**PROBLEMS TO WORK ON**
- 1) In the excerpt on Shane Bieber's pitching, which hitter does the changeup make look like a little leaguer?
- 2) Write out the Bieber excerpt from "But that’s not" to "thing this spring.", replacing "Omaha" with "Des Moines".
#### EXCERPT
But that’s not to say he’s finished. Last week I wrote about how I thought more changeups would help Bieber because while he doesn’t get a ton of movement and his fastball has life like an insurance adjuster from Omaha, using deception and tunneling these pitches together makes everything better. Plus, he’s flashed a nice little off-speed thing this spring.
Take a look:
Shane Bieber, Nasty Changeup. pic.twitter.com/Q9cyfDa8su
— Rob Friedman (@PitchingNinja) March 4, 2019
It’s not always going to move two feet and make Eric Hosmer look like a little leaguer, but it’s a tool he should use. And not just on the outside corner. It’s a tough mental hurdle to get over, but a changeup down and in to a lefty could be a brain breaker for Bieber. If it’s thrown poorly it’s going to get hammered, and if he throws without conviction it’s going to get hammered. But located properly, and with some semblance of that movement he flashed against Hosmer earlier this week, he could open up a whole new world of sequencing and locating.
The changeup is just a piece of it, but that’s what Bieber needs to do, is piece together his breakout from a selection of merely solid at best pitches and good location that’s hard to plan for. Moving it around, back-dooring sliders and throwing down-and-in changes to lefties, using his preternatural control to the most optimal lethality, that’s where he can be great. There are lots of adages in pitching, old knowledge and pithy sayings that are the “way it’s always been done”, and Bieber has adhered to them in his rookie year. He just needs to break them to break through.
########
#### GIVEN DATA
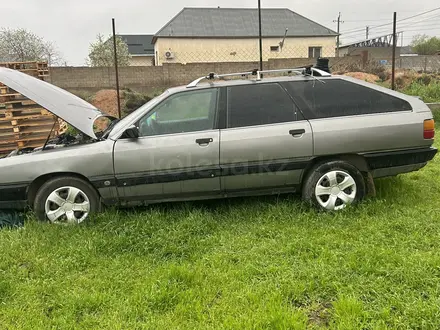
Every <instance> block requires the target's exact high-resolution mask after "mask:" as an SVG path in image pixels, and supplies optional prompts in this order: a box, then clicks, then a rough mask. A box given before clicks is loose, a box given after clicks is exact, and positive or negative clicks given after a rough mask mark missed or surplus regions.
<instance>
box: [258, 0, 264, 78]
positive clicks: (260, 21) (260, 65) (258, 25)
mask: <svg viewBox="0 0 440 330" xmlns="http://www.w3.org/2000/svg"><path fill="white" fill-rule="evenodd" d="M258 30H259V40H260V71H263V38H262V33H261V0H258Z"/></svg>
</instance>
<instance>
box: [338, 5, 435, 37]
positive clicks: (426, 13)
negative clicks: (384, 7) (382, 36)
mask: <svg viewBox="0 0 440 330" xmlns="http://www.w3.org/2000/svg"><path fill="white" fill-rule="evenodd" d="M437 10H440V7H437V8H434V9H431V10H428V11H425V12H422V13H419V14H416V15H412V16H409V17H405V18H402V19H400V20H397V22H403V21H406V20H409V19H412V18H415V17H419V16H422V15H426V14H429V13H432V12H434V11H437ZM435 17H437V16H431V17H429V18H428V19H432V18H435ZM391 24H393V22H389V23H385V24H380V25H374V26H370V27H369V28H370V29H377V28H378V27H383V26H387V25H391ZM360 31H362V32H364V31H365V28H362V29H353V30H348V31H345V32H343V33H344V34H350V33H355V32H360Z"/></svg>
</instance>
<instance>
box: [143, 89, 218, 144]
mask: <svg viewBox="0 0 440 330" xmlns="http://www.w3.org/2000/svg"><path fill="white" fill-rule="evenodd" d="M216 104H217V89H214V88H211V89H206V90H201V91H194V92H184V93H179V94H176V95H173V96H170V97H169V98H167V99H166V100H164V101H163V102H162V103H160V104H159V105H158V106H157V107H156V108H155V109H154V110H153V112H150V113H149V114H148V115H147V116H145V117H144V118H142V119H141V120H140V121H139V125H138V126H139V134H140V136H152V135H162V134H175V133H184V132H195V131H203V130H208V129H213V128H214V118H215V111H216Z"/></svg>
########
**ANSWERS IN ORDER**
- 1) Eric Hosmer

- 2)
But that’s not to say he’s finished. Last week I wrote about how I thought more changeups would help Bieber because while he doesn’t get a ton of movement and his fastball has life like an insurance adjuster from Des Moines, using deception and tunneling these pitches together makes everything better. Plus, he’s flashed a nice little off-speed thing this spring.